* EXERCISE PROMPT *
Reproduce the lines from the start of the lines below through the line containing "275L679 273L701 403L737", with that last line included.

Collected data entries

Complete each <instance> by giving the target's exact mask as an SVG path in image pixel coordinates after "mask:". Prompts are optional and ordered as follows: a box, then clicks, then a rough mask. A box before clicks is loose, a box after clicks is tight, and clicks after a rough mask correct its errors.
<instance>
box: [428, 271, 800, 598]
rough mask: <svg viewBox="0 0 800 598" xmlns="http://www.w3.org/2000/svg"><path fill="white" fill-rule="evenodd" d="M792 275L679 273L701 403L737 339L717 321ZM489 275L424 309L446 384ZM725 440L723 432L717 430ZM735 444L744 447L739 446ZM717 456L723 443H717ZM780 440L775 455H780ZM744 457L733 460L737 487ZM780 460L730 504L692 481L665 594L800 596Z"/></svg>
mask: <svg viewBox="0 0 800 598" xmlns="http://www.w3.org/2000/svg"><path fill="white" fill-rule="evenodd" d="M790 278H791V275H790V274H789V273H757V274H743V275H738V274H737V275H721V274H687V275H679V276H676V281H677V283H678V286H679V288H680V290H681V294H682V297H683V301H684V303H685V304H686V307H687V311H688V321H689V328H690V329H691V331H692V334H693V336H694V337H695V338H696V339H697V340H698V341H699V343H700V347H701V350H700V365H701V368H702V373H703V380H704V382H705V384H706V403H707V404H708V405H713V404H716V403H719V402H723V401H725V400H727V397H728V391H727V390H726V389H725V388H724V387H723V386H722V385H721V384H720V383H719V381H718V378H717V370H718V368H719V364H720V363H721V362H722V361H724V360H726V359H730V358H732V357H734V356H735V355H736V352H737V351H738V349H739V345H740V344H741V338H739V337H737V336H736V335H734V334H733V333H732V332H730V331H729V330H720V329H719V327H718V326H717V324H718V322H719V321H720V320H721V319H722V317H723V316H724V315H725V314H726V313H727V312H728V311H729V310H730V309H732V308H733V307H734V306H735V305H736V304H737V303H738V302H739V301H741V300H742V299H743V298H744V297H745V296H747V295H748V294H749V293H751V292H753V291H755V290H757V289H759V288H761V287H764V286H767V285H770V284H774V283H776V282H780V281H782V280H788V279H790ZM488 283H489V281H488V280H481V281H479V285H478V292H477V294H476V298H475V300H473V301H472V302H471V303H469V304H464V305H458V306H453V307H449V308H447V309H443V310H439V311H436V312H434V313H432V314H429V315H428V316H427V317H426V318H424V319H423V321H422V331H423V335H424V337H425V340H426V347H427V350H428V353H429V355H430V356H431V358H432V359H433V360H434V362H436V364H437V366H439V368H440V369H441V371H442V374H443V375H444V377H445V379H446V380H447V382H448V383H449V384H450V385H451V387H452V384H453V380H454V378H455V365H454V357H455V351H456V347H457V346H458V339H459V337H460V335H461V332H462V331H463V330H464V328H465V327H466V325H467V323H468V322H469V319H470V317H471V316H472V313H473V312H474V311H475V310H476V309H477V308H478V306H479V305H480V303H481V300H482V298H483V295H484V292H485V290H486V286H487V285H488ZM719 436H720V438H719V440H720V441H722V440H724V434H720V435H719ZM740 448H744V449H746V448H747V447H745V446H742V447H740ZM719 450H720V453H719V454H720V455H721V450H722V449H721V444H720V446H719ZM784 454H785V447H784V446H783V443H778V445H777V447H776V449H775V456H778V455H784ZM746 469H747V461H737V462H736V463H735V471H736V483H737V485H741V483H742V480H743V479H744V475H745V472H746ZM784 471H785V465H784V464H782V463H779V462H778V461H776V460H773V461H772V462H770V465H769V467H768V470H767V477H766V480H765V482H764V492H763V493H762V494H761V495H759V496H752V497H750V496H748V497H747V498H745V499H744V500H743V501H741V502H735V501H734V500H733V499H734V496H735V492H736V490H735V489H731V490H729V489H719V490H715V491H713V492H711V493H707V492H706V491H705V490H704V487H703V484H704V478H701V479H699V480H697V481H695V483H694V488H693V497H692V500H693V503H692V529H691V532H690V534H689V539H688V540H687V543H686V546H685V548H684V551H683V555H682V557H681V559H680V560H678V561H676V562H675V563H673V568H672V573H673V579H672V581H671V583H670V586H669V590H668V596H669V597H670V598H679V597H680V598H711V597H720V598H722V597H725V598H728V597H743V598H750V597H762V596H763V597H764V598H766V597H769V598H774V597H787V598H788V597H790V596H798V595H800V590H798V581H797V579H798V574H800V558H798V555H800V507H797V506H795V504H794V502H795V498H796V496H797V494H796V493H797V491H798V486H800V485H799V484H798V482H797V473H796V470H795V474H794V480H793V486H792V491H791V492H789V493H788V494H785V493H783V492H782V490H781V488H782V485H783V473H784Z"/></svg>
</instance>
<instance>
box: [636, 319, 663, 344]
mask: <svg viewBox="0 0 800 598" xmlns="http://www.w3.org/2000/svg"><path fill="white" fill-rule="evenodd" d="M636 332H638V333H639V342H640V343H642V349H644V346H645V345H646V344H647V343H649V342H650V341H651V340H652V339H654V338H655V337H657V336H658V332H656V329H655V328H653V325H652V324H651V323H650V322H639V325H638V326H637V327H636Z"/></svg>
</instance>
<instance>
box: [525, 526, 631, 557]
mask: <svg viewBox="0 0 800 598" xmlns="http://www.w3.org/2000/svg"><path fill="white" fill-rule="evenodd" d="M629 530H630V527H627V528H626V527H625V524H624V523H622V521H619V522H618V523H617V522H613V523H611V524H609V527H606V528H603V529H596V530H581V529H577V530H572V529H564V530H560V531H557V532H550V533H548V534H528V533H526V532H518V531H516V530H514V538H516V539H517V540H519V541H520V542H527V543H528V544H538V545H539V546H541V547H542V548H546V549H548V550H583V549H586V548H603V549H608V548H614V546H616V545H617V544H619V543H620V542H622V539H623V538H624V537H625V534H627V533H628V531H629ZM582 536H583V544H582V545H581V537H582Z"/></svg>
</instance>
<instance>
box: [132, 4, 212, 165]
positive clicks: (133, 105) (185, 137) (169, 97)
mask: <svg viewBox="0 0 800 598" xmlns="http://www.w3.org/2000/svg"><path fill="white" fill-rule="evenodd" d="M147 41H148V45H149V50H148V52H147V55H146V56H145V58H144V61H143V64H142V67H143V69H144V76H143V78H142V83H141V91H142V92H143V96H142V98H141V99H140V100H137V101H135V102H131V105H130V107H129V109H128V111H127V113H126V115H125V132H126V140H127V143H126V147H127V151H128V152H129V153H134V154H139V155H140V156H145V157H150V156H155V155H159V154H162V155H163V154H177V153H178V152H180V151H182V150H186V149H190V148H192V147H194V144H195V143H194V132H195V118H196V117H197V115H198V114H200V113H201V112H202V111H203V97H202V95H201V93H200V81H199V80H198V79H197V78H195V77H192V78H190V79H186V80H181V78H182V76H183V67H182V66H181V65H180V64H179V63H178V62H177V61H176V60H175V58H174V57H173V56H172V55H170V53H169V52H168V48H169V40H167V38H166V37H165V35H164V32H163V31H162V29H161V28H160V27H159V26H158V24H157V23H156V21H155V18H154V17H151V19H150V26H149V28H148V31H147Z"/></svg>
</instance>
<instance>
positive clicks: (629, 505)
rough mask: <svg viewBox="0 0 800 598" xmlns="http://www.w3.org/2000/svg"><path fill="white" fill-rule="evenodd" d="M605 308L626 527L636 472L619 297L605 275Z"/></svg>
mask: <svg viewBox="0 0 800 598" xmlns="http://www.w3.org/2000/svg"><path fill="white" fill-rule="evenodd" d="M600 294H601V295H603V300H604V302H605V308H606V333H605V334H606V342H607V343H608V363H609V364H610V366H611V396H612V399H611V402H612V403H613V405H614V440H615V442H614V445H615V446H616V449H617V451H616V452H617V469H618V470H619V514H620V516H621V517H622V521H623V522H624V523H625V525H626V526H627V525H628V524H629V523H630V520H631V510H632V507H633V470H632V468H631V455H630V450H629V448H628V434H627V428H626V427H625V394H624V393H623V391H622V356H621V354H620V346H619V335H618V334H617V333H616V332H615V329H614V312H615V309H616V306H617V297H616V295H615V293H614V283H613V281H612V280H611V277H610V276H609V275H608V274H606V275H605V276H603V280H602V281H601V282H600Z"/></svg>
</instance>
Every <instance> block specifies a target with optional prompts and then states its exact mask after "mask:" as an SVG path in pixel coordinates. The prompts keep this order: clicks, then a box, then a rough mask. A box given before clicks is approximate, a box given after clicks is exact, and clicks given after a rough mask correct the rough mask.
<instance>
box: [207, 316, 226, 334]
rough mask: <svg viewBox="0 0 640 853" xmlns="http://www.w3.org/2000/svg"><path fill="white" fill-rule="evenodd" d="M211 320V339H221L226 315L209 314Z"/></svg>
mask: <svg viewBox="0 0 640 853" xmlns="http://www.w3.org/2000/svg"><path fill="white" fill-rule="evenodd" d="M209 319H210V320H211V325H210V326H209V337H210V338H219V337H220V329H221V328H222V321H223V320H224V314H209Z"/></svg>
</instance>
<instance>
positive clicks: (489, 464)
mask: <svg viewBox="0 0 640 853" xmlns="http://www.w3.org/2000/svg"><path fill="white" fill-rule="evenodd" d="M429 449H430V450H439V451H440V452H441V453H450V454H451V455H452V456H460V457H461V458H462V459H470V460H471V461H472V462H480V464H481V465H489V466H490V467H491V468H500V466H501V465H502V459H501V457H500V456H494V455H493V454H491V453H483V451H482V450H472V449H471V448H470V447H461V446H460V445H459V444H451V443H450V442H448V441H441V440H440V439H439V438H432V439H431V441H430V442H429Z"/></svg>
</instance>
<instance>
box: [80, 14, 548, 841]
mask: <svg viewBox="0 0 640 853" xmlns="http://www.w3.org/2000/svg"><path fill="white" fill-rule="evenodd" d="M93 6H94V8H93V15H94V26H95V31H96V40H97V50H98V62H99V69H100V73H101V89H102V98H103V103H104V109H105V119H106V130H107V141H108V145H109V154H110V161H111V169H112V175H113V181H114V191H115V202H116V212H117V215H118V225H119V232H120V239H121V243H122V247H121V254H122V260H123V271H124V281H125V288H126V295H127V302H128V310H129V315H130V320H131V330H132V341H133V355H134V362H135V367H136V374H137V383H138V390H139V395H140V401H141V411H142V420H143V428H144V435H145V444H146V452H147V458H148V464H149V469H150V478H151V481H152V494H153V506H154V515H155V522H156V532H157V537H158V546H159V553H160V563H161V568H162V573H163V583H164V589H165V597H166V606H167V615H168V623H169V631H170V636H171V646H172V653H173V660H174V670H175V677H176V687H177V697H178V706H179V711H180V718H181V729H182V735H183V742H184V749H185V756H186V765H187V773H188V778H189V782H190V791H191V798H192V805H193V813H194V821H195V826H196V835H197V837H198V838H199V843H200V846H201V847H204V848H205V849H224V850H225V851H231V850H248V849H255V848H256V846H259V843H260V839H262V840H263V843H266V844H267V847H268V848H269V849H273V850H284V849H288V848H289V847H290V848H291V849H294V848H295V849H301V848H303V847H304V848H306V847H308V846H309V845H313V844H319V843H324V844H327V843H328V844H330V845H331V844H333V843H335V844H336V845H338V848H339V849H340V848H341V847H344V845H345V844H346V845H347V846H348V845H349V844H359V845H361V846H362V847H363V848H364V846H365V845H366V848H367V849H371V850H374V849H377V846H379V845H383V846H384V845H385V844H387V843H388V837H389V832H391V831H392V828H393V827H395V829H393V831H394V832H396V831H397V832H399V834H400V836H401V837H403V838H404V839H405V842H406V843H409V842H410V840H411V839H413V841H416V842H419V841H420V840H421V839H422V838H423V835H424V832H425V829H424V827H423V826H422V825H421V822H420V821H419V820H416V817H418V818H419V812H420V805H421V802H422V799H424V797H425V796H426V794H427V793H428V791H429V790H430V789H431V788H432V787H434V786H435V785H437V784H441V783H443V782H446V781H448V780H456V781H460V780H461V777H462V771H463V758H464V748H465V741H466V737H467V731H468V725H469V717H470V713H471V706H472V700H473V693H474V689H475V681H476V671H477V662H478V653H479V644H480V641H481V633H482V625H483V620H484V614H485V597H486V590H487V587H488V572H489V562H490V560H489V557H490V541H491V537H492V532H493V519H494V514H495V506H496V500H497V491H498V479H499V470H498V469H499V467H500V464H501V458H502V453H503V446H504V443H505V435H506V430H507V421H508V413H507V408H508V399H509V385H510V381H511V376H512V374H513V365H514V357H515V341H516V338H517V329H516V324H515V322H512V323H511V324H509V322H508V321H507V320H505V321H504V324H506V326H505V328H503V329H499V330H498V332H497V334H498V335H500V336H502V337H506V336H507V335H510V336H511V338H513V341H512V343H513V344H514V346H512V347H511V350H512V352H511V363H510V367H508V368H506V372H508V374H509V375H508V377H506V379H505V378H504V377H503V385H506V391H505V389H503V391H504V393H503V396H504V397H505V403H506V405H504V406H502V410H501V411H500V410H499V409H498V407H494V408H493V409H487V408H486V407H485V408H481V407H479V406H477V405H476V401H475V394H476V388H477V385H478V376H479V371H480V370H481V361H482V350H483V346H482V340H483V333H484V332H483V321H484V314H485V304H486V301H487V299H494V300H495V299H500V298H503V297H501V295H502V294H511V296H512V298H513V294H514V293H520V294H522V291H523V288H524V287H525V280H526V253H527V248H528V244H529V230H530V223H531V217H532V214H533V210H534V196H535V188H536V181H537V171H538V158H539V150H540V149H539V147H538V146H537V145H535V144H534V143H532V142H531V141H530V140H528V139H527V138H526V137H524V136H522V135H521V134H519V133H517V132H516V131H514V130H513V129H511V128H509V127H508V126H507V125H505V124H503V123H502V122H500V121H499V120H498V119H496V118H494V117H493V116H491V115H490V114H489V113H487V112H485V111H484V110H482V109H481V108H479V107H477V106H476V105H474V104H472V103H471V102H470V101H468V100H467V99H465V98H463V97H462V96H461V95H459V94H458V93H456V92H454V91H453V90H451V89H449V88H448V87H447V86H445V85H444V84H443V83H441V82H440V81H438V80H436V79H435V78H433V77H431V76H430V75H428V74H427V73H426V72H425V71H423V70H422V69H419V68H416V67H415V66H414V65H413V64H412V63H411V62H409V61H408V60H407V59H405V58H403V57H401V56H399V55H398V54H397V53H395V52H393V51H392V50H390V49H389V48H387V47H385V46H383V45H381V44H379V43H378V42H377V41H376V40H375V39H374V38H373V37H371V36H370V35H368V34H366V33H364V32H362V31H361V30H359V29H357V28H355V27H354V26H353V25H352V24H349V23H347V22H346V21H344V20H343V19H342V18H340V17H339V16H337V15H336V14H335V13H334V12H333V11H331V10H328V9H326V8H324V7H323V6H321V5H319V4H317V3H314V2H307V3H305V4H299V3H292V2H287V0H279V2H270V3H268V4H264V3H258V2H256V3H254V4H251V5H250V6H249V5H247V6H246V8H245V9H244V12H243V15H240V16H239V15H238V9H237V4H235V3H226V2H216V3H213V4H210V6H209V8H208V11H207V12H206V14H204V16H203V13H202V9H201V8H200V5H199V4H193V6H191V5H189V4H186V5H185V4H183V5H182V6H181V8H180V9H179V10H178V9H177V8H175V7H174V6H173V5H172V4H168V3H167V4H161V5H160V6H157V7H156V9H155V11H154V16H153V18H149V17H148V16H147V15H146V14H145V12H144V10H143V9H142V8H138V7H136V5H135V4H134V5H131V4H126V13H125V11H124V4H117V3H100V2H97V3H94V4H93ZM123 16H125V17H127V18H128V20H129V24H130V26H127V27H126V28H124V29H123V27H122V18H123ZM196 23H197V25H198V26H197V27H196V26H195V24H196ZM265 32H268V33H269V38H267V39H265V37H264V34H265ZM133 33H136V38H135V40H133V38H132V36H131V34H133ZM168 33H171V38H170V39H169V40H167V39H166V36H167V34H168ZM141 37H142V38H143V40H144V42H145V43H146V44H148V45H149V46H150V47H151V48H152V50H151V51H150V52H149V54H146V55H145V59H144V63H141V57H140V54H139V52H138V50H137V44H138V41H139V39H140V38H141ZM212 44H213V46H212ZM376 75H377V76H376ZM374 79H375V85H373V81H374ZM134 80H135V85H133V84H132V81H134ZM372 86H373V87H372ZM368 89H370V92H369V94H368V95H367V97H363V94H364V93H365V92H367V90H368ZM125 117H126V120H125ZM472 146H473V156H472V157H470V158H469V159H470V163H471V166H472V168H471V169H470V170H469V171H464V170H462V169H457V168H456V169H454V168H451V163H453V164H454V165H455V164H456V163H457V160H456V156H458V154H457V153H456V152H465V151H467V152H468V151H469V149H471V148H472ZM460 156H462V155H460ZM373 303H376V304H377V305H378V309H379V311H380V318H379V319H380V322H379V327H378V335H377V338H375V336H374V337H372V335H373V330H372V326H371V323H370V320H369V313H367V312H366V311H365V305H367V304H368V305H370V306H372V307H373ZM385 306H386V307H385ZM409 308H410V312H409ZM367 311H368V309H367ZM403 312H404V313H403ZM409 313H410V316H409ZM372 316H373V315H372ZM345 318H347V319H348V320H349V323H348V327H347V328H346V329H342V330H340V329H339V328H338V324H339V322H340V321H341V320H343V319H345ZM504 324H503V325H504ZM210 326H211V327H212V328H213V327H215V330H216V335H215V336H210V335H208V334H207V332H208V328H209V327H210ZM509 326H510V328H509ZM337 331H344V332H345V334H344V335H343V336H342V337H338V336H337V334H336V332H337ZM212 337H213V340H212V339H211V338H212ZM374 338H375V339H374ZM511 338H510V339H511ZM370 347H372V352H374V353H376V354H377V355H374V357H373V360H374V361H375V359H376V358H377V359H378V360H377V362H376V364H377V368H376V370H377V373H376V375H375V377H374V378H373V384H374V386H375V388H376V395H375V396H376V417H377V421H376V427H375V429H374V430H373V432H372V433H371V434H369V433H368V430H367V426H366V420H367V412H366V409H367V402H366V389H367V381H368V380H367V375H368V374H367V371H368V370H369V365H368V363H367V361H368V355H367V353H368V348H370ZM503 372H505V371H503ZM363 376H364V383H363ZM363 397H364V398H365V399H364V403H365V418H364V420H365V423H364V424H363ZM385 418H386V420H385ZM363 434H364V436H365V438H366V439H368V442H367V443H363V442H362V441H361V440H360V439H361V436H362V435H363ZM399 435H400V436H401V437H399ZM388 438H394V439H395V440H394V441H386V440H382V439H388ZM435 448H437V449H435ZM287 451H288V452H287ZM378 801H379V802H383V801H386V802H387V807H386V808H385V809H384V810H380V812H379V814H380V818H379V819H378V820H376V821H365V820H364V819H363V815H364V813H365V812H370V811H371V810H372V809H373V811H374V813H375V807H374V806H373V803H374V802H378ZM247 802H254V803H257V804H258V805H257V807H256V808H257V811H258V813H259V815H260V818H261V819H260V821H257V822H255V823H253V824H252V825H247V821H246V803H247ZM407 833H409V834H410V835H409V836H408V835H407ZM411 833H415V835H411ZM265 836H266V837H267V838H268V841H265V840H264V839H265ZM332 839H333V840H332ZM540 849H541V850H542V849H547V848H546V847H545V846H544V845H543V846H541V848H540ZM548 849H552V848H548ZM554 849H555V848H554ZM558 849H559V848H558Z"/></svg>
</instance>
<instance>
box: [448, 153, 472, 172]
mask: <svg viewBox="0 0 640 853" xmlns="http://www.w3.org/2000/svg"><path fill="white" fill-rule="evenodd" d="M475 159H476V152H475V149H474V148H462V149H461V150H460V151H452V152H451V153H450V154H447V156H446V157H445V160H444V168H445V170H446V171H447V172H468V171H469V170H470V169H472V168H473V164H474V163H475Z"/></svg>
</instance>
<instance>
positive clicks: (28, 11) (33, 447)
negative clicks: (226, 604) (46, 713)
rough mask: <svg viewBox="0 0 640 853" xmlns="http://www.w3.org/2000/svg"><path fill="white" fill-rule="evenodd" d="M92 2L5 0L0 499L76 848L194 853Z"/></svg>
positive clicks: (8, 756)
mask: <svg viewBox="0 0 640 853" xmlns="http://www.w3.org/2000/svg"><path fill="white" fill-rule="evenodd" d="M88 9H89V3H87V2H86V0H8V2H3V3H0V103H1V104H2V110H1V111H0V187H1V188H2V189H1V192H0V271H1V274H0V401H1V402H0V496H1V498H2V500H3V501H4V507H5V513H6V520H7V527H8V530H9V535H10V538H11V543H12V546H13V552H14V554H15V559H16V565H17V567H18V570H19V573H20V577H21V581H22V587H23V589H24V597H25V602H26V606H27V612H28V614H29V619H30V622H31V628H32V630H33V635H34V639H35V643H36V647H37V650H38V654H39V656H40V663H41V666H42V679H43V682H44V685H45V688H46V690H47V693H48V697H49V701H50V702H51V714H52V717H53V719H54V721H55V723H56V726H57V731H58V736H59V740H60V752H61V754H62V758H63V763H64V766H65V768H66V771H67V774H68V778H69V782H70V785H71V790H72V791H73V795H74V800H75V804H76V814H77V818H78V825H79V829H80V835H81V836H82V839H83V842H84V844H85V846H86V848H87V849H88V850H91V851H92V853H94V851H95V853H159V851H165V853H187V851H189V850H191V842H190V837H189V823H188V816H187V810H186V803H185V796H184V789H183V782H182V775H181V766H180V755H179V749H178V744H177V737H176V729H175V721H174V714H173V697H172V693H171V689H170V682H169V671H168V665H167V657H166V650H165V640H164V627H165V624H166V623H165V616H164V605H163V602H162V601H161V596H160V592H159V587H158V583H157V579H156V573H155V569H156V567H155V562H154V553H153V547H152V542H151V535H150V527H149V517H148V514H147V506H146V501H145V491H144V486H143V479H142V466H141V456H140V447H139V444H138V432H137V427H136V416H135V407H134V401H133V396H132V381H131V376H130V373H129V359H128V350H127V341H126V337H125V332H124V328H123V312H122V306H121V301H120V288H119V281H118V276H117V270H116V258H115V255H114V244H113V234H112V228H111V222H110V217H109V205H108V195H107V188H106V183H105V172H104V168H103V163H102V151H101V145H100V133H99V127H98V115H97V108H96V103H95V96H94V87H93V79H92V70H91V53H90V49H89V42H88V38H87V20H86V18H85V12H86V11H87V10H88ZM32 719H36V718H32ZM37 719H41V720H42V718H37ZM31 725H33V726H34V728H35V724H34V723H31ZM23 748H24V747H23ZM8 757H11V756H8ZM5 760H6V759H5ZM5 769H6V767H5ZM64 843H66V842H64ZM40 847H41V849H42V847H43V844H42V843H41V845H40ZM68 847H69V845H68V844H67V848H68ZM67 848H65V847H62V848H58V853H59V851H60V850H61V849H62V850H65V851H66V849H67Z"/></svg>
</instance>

* EXERCISE SOLUTION *
Complete each <instance> by giving the target's exact mask as an SVG path in image pixel coordinates after "mask:". Prompts are optional and ordered as follows: a box, then clicks, then a rough mask. A box before clicks is loose, a box after clicks is tight, and clicks after a rough mask correct its errors.
<instance>
box: [428, 271, 800, 598]
rough mask: <svg viewBox="0 0 800 598" xmlns="http://www.w3.org/2000/svg"><path fill="white" fill-rule="evenodd" d="M792 275L679 273L701 403L737 339L717 321ZM489 275L424 309L446 384ZM725 440L723 432L717 430ZM735 444L744 447L739 446ZM717 456L723 443H717ZM780 440L775 455H780ZM744 457L733 460L737 487ZM780 460L730 504L692 481L665 594L800 596Z"/></svg>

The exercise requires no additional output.